[Object outline annotations]

+ + + + +

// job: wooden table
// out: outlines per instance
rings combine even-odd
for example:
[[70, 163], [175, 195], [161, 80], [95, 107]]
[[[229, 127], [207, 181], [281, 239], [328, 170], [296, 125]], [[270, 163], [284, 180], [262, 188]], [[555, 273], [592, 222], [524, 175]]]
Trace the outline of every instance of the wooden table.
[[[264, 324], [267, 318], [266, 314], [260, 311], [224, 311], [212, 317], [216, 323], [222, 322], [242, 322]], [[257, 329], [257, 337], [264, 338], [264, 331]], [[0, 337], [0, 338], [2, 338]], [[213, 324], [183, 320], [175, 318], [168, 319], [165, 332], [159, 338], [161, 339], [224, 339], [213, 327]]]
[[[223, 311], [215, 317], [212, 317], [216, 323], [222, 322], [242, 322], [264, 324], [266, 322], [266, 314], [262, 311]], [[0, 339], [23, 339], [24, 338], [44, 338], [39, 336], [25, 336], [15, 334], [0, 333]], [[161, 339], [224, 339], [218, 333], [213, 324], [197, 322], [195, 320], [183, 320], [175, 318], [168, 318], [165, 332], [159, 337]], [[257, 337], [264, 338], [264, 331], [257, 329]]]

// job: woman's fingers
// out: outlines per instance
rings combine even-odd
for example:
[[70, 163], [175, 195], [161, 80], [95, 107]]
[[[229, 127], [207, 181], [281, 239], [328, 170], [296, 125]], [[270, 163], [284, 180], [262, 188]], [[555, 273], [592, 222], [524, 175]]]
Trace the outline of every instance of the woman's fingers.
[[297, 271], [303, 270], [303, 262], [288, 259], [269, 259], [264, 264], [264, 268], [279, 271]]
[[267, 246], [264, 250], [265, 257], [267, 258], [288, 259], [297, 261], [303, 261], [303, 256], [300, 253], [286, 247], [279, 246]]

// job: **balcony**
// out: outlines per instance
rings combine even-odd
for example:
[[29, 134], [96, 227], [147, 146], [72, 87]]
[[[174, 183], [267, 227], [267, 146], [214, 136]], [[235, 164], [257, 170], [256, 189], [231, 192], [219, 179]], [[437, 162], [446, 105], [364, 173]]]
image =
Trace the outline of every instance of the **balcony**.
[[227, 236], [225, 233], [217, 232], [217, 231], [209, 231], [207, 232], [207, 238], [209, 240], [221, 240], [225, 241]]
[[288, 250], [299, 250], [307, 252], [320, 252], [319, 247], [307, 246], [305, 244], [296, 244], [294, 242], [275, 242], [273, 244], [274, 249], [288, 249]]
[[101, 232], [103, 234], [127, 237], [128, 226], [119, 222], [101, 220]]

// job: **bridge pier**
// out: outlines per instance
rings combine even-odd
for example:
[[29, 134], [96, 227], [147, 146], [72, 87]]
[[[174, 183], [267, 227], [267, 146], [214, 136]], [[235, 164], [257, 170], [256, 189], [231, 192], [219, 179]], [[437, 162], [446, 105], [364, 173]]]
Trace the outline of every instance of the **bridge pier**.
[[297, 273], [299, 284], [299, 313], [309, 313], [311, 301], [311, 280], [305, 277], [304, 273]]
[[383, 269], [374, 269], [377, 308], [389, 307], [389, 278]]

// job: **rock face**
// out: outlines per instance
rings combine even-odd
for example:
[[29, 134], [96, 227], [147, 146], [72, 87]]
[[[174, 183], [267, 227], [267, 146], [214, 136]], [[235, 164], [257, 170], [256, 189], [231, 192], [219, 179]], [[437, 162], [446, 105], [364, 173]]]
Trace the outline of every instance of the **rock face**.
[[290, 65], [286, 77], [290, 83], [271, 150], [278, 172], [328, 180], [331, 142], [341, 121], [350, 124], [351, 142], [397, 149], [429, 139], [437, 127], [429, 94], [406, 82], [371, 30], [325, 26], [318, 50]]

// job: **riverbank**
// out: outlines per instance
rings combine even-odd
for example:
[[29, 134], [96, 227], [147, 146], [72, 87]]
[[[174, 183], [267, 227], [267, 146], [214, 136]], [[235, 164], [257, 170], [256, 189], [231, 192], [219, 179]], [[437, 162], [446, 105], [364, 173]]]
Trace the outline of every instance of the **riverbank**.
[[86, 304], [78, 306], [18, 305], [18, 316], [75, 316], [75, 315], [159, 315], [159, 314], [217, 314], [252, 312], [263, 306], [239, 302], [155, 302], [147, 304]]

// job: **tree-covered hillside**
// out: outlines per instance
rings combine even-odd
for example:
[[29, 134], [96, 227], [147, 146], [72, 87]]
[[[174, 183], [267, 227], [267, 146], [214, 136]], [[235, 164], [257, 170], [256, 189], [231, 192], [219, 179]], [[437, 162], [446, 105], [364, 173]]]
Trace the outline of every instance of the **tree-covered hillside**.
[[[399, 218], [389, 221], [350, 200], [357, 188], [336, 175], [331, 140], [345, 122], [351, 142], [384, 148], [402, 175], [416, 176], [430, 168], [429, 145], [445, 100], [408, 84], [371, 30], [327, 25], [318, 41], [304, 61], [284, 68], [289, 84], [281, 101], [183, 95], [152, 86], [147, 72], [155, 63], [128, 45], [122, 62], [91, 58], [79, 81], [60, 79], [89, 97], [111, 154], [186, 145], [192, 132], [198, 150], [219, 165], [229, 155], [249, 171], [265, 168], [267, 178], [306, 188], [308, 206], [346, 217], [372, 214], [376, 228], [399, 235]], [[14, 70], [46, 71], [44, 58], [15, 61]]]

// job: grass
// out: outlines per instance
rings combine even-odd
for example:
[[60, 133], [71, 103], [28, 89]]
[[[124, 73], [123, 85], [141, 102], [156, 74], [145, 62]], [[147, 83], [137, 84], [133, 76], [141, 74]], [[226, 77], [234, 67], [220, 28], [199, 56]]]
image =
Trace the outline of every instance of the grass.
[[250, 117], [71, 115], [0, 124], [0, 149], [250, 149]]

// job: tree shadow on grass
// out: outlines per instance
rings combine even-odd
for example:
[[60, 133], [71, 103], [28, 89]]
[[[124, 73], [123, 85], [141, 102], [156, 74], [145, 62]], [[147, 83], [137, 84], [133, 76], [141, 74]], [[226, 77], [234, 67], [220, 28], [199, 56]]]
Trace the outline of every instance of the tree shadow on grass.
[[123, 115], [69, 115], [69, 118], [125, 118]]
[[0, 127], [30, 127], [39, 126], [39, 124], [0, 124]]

+ + + + +

:: Exercise aim ::
Lay out the material as a numbered list, leaving out blank lines.

:: Correct result ::
1. // job: wooden table
2. // out: outlines per instance
3. rings combine even-odd
4. for example:
5. [[70, 163], [175, 195], [161, 80], [95, 107]]
6. [[[229, 127], [207, 181], [281, 239], [328, 170], [296, 125]], [[270, 163], [284, 180], [262, 188]], [[555, 273], [592, 222], [524, 175]]]
7. Trace the outline of every instance of the wooden table.
8. [[[264, 324], [267, 318], [266, 314], [260, 311], [224, 311], [212, 317], [216, 323], [222, 322], [242, 322]], [[257, 329], [257, 337], [264, 338], [264, 331]], [[0, 337], [0, 338], [2, 338]], [[213, 324], [183, 320], [175, 318], [168, 319], [165, 332], [159, 338], [161, 339], [224, 339], [213, 327]]]
9. [[[223, 311], [215, 317], [212, 317], [216, 323], [222, 322], [242, 322], [264, 324], [266, 322], [266, 314], [262, 311]], [[0, 339], [23, 339], [24, 338], [44, 338], [39, 336], [25, 336], [15, 334], [0, 333]], [[161, 339], [224, 339], [218, 333], [213, 324], [197, 322], [195, 320], [183, 320], [175, 318], [168, 318], [165, 332], [159, 337]], [[257, 337], [264, 338], [264, 331], [257, 329]]]
10. // job: woman's fingers
11. // out: outlines per instance
12. rings combine even-odd
13. for example:
14. [[70, 163], [175, 195], [161, 80], [95, 107]]
15. [[[229, 127], [207, 181], [281, 239], [328, 170], [296, 125]], [[270, 163], [284, 180], [262, 188]], [[555, 273], [592, 222], [524, 175]]]
16. Trace the outline of every instance of the woman's fingers.
17. [[297, 271], [303, 270], [303, 262], [288, 259], [269, 259], [264, 264], [264, 268], [279, 271]]
18. [[267, 246], [264, 250], [265, 257], [267, 258], [288, 259], [297, 261], [303, 261], [303, 256], [300, 253], [286, 247], [279, 246]]
19. // job: **balcony**
20. // out: outlines per instance
21. rings combine even-odd
22. for example:
23. [[29, 134], [96, 227], [147, 146], [72, 87]]
24. [[[174, 183], [267, 227], [267, 146], [214, 136]], [[235, 164], [257, 170], [256, 189], [231, 192], [219, 179]], [[437, 162], [446, 105], [364, 173]]]
25. image =
26. Trace the outline of every instance of the **balcony**.
27. [[227, 236], [225, 233], [217, 232], [217, 231], [209, 231], [207, 232], [207, 238], [209, 240], [221, 240], [225, 241]]
28. [[288, 250], [299, 250], [307, 252], [320, 252], [319, 247], [307, 246], [305, 244], [296, 244], [294, 242], [275, 242], [273, 244], [274, 249], [288, 249]]
29. [[101, 232], [103, 234], [127, 237], [128, 226], [119, 222], [101, 220]]
30. // job: **bridge pier**
31. // out: outlines per instance
32. rings combine even-odd
33. for example:
34. [[29, 134], [96, 227], [147, 146], [72, 87]]
35. [[[174, 183], [267, 227], [267, 146], [214, 136]], [[235, 164], [257, 170], [256, 189], [231, 192], [219, 179]], [[437, 162], [446, 105], [364, 173]]]
36. Trace the outline of every instance of the **bridge pier**.
37. [[297, 273], [299, 284], [299, 313], [309, 313], [311, 301], [311, 280], [305, 277], [304, 273]]
38. [[383, 269], [374, 269], [377, 308], [389, 307], [389, 278]]
39. // job: **rock face**
40. // out: outlines per instance
41. rings combine even-odd
42. for example:
43. [[29, 134], [96, 227], [147, 146], [72, 87]]
44. [[[174, 183], [267, 227], [267, 146], [214, 136]], [[235, 164], [257, 170], [256, 189], [231, 192], [219, 179]], [[437, 162], [446, 105], [364, 173]]]
45. Trace the outline of every instance of the **rock face**.
46. [[290, 65], [286, 77], [290, 83], [271, 150], [278, 172], [328, 180], [331, 142], [341, 121], [350, 124], [351, 142], [397, 149], [429, 139], [437, 127], [429, 94], [406, 82], [371, 30], [325, 26], [318, 50]]
47. // job: **riverbank**
48. // out: outlines per instance
49. rings combine even-odd
50. for example:
51. [[29, 134], [96, 227], [147, 146], [72, 87]]
52. [[[174, 183], [267, 227], [267, 146], [214, 136]], [[235, 164], [257, 170], [256, 189], [231, 192], [219, 179]], [[437, 162], [446, 105], [364, 173]]]
53. Trace the outline of every instance of the **riverbank**.
54. [[86, 304], [78, 306], [18, 305], [18, 316], [75, 316], [75, 315], [159, 315], [159, 314], [217, 314], [252, 312], [263, 306], [239, 302], [155, 302], [147, 304]]
55. // job: **tree-covered hillside**
56. // out: outlines per instance
57. rings combine even-odd
58. for example:
59. [[29, 134], [96, 227], [147, 146], [72, 87]]
60. [[[174, 183], [267, 227], [267, 146], [214, 136]], [[235, 164], [257, 170], [256, 189], [231, 192], [219, 179]], [[437, 162], [446, 105], [364, 173]]]
61. Trace the outline of every instance of the **tree-covered hillside**.
62. [[[399, 218], [389, 221], [350, 200], [357, 188], [336, 175], [331, 140], [345, 122], [351, 142], [384, 148], [402, 175], [416, 176], [430, 168], [429, 145], [445, 100], [408, 84], [371, 30], [327, 25], [318, 41], [304, 61], [284, 68], [289, 84], [281, 101], [183, 95], [152, 86], [147, 72], [155, 63], [128, 45], [122, 62], [91, 58], [79, 81], [60, 79], [89, 97], [111, 154], [186, 145], [192, 132], [198, 150], [219, 165], [229, 155], [249, 171], [265, 168], [267, 178], [306, 188], [308, 206], [346, 217], [372, 214], [376, 228], [399, 235]], [[14, 70], [46, 71], [44, 58], [15, 61]]]
63. // job: grass
64. // out: outlines per instance
65. rings combine even-odd
66. for example:
67. [[60, 133], [71, 103], [28, 89]]
68. [[[124, 73], [123, 85], [141, 102], [156, 74], [145, 62]], [[147, 83], [137, 84], [133, 76], [141, 74]], [[226, 77], [234, 67], [220, 28], [199, 56]]]
69. image =
70. Trace the outline of every instance of the grass.
71. [[250, 117], [71, 115], [0, 124], [0, 149], [250, 149]]
72. // job: tree shadow on grass
73. // out: outlines per instance
74. rings combine even-odd
75. for example:
76. [[60, 133], [71, 103], [28, 89]]
77. [[[124, 73], [123, 85], [141, 102], [156, 74], [145, 62]], [[147, 83], [137, 84], [133, 76], [141, 74]], [[226, 77], [234, 67], [220, 28], [199, 56]]]
78. Trace the outline of every instance of the tree shadow on grass.
79. [[123, 115], [69, 115], [69, 118], [125, 118]]
80. [[0, 127], [30, 127], [39, 126], [39, 124], [0, 124]]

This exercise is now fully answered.